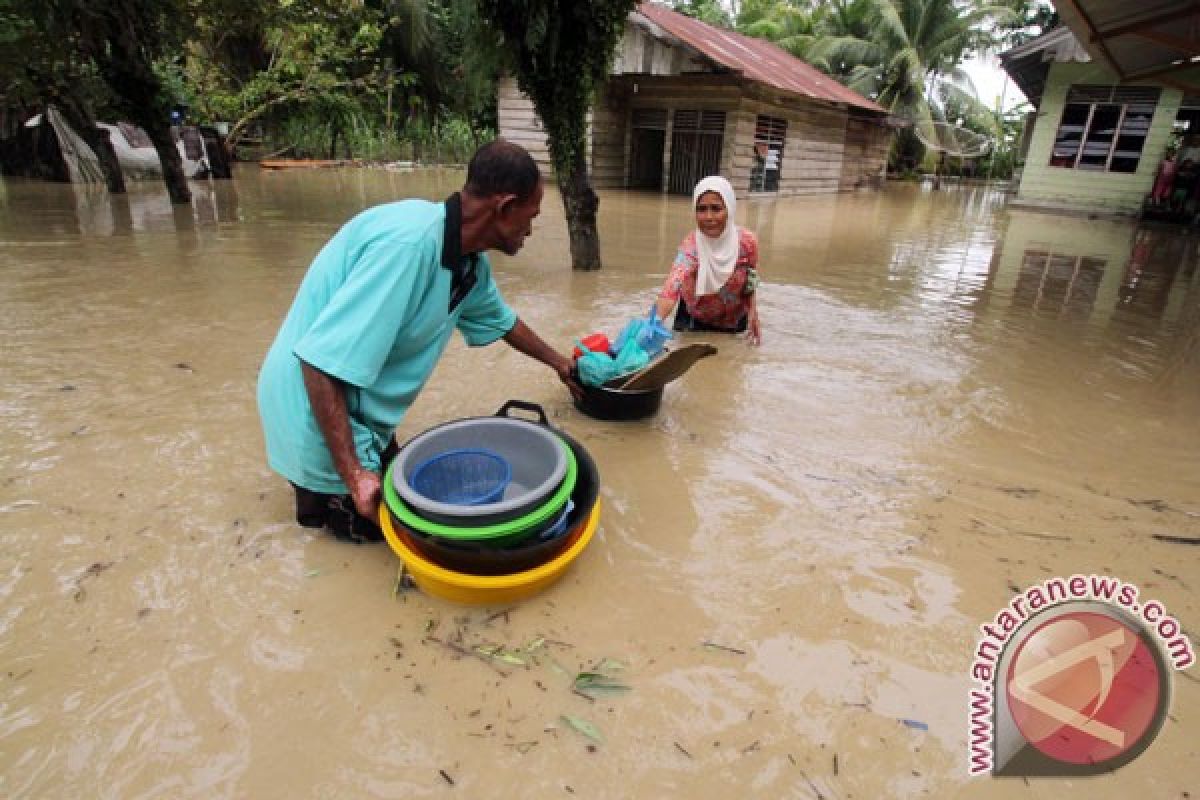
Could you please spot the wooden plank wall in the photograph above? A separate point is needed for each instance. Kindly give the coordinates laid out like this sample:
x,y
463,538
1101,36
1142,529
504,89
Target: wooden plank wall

---

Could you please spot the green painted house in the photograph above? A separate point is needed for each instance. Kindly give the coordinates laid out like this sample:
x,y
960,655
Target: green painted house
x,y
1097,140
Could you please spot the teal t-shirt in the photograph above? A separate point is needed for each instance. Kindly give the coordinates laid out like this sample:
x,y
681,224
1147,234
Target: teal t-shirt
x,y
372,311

---

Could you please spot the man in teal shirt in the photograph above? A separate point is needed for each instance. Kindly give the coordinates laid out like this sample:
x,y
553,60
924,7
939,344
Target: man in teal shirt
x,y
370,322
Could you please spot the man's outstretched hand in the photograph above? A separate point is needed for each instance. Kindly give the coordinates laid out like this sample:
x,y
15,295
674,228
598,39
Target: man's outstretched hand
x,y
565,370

- _REQUIRED ACTION_: Across the data above, how many lines contain the string "plank"? Reply with the number and nothing else.

- _TASK OUTPUT_: 2